How many lines of the data below contain the string "target", with case counting? Reply with the number alone.

Region labeling entries:
──────────

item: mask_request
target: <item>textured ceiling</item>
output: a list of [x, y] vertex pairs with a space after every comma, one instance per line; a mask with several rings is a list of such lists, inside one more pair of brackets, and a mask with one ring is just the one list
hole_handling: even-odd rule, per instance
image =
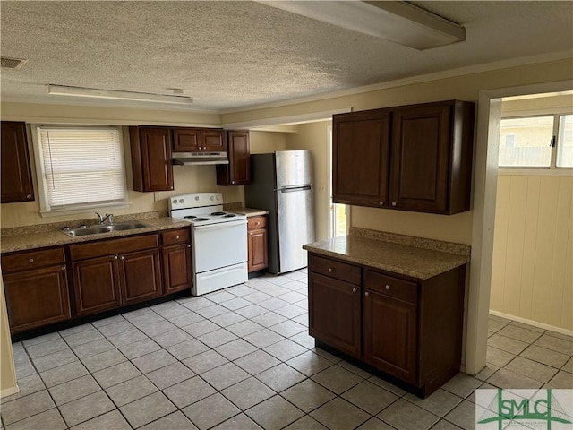
[[240, 109], [573, 48], [573, 2], [412, 2], [466, 29], [417, 51], [249, 1], [2, 1], [4, 100], [46, 84], [168, 93]]

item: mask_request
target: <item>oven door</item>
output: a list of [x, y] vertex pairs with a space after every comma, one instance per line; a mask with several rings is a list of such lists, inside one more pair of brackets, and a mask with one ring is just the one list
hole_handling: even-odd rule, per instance
[[247, 221], [193, 226], [193, 272], [232, 266], [247, 261]]

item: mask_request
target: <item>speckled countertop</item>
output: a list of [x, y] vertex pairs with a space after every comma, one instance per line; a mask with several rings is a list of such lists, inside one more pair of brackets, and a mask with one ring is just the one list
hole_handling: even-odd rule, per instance
[[[117, 217], [119, 218], [119, 217]], [[45, 227], [30, 226], [30, 228], [19, 228], [20, 234], [13, 234], [14, 231], [9, 229], [3, 230], [2, 240], [0, 242], [1, 253], [11, 253], [14, 251], [24, 251], [34, 248], [43, 248], [46, 246], [56, 246], [78, 244], [91, 240], [120, 237], [124, 236], [139, 235], [141, 233], [151, 233], [154, 231], [167, 230], [180, 227], [189, 228], [190, 224], [185, 221], [175, 219], [169, 217], [161, 218], [137, 218], [130, 217], [130, 219], [137, 219], [148, 227], [135, 228], [133, 230], [114, 231], [110, 233], [101, 233], [98, 235], [80, 236], [71, 237], [60, 229], [53, 228], [46, 231]], [[119, 219], [118, 219], [119, 221]], [[70, 223], [70, 226], [73, 224]], [[12, 229], [14, 230], [14, 229]]]
[[427, 280], [469, 262], [469, 245], [363, 228], [349, 236], [304, 245], [325, 256]]

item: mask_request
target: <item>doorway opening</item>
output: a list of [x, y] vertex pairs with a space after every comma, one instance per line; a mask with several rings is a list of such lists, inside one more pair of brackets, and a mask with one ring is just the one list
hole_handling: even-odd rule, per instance
[[346, 204], [335, 203], [332, 199], [332, 125], [329, 125], [327, 132], [327, 148], [329, 162], [329, 238], [339, 237], [348, 234], [350, 227], [349, 210]]

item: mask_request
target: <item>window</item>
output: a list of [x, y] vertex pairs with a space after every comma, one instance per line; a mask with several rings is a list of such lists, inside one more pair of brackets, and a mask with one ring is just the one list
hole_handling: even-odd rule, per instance
[[117, 127], [37, 126], [41, 212], [127, 203]]
[[573, 168], [573, 115], [501, 120], [500, 168]]

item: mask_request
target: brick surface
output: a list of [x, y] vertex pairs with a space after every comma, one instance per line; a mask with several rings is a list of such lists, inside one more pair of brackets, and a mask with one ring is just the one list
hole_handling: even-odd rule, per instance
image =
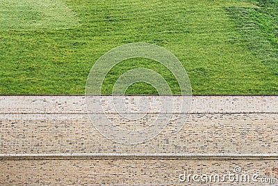
[[[139, 98], [131, 96], [127, 101], [136, 102]], [[152, 107], [145, 121], [157, 116], [158, 98], [148, 98]], [[175, 102], [180, 98], [175, 97]], [[144, 120], [138, 125], [121, 118], [111, 109], [111, 98], [104, 99], [108, 116], [121, 128], [147, 126]], [[277, 185], [277, 101], [278, 96], [193, 96], [189, 115], [180, 115], [188, 118], [179, 132], [172, 133], [179, 122], [179, 115], [174, 114], [169, 125], [155, 138], [129, 146], [107, 139], [94, 127], [84, 96], [0, 96], [0, 185], [275, 185], [261, 182], [184, 183], [179, 180], [179, 175], [184, 171], [225, 174], [239, 166], [243, 173], [275, 178]], [[55, 157], [55, 154], [65, 153], [117, 157]], [[126, 160], [121, 153], [173, 155]], [[3, 158], [15, 154], [54, 157]], [[196, 154], [216, 156], [198, 157]], [[231, 157], [224, 160], [217, 155]], [[233, 157], [234, 155], [255, 158]]]

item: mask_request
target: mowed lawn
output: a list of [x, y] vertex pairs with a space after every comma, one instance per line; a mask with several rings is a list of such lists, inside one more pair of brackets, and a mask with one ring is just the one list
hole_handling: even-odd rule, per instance
[[[0, 0], [0, 94], [83, 94], [95, 61], [131, 42], [165, 47], [182, 63], [195, 95], [278, 94], [278, 0]], [[114, 67], [102, 93], [132, 68]], [[128, 94], [155, 94], [145, 83]]]

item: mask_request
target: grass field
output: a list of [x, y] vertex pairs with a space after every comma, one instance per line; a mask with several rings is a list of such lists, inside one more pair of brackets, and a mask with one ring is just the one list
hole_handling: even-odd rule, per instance
[[[0, 0], [0, 94], [83, 94], [94, 63], [130, 42], [158, 45], [183, 65], [193, 93], [278, 94], [278, 0]], [[120, 75], [155, 70], [126, 60], [107, 75], [111, 93]], [[154, 94], [144, 83], [129, 94]]]

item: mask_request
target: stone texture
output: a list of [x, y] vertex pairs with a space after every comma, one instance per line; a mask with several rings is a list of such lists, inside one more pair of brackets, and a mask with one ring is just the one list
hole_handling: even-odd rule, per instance
[[[106, 112], [120, 127], [140, 129], [147, 125], [144, 121], [136, 125], [120, 118], [109, 109], [111, 98], [107, 98], [104, 102]], [[138, 98], [131, 96], [127, 101], [137, 102]], [[145, 121], [152, 121], [157, 115], [154, 103], [158, 98], [148, 98], [154, 104]], [[175, 97], [175, 102], [180, 98]], [[243, 173], [275, 178], [277, 185], [277, 101], [278, 96], [193, 96], [189, 115], [181, 115], [188, 118], [179, 132], [172, 133], [179, 121], [179, 115], [174, 114], [169, 125], [155, 138], [128, 146], [113, 142], [97, 132], [88, 118], [84, 96], [0, 96], [0, 185], [275, 185], [261, 182], [181, 183], [179, 175], [184, 171], [224, 174], [240, 166]], [[55, 157], [64, 153], [117, 156]], [[121, 153], [172, 156], [126, 159]], [[197, 153], [215, 157], [200, 157]], [[53, 157], [4, 158], [15, 154]], [[222, 155], [231, 157], [221, 158]]]

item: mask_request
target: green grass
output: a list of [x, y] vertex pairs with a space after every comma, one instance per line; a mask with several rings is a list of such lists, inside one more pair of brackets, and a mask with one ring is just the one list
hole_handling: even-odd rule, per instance
[[[278, 94], [278, 1], [263, 1], [41, 0], [37, 6], [0, 0], [0, 93], [83, 94], [101, 56], [149, 42], [177, 56], [193, 94]], [[139, 59], [114, 67], [102, 93], [111, 93], [120, 75], [138, 67], [161, 73], [179, 93], [165, 67]], [[126, 93], [156, 92], [138, 83]]]

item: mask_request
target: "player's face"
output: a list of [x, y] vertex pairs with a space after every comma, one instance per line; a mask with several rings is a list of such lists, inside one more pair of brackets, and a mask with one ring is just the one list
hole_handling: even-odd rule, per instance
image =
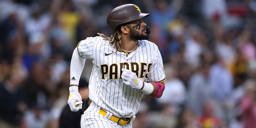
[[149, 36], [146, 33], [146, 23], [141, 19], [131, 22], [128, 26], [130, 31], [130, 37], [136, 40], [148, 39]]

──────────

Written reply:
11